### Available data
============================================================
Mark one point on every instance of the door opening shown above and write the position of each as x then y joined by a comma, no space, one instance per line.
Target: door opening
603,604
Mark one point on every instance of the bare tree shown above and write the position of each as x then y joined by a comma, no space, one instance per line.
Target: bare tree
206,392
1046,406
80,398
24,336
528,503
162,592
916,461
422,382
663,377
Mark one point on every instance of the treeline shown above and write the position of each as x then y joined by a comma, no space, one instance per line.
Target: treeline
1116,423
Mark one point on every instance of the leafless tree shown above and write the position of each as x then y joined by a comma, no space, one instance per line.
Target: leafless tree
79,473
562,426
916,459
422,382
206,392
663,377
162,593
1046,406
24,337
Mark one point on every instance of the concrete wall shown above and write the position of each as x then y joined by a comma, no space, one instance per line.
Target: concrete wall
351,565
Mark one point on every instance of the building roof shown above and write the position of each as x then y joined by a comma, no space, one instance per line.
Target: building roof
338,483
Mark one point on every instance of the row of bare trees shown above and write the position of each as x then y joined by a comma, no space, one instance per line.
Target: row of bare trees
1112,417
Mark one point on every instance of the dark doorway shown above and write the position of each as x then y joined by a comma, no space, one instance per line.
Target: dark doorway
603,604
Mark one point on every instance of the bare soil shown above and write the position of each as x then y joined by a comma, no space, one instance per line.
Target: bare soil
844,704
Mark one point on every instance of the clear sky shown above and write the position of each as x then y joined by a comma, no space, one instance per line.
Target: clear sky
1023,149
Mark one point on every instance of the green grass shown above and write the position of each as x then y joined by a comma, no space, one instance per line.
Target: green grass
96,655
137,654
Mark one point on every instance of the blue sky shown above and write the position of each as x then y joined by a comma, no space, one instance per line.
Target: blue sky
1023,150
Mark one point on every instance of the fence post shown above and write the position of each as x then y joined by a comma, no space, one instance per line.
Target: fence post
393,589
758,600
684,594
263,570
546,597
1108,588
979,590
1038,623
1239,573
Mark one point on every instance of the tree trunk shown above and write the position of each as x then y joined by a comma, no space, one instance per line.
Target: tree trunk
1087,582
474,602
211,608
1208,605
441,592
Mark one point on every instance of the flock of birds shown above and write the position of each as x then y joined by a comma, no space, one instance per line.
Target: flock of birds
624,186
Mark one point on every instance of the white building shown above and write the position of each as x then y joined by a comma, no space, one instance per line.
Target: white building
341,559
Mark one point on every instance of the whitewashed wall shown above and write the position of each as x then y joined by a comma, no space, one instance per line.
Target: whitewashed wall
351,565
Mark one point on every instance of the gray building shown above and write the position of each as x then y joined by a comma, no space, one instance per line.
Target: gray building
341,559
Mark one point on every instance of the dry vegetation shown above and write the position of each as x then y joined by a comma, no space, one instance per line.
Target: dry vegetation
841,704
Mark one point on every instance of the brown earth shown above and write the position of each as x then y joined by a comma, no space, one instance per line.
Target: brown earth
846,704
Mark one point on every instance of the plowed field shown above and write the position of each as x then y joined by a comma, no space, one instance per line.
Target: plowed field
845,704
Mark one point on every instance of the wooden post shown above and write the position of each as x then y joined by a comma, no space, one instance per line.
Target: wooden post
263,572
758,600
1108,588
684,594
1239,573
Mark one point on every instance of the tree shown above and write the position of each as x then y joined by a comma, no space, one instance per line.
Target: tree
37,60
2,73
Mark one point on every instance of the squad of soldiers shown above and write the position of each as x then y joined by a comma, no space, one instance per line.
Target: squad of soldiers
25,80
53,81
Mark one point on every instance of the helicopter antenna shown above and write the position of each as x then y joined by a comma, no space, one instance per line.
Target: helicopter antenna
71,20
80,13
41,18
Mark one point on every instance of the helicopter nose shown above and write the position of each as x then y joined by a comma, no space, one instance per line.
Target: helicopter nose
============================================================
### Goal of the exercise
Go through the records above, find each line with the string "nose", and copy it.

### Response below
Mark one point on every instance of the helicopter nose shown above and write the position of each as x then y joined by a comma, no space, one instance per line.
Target: helicopter nose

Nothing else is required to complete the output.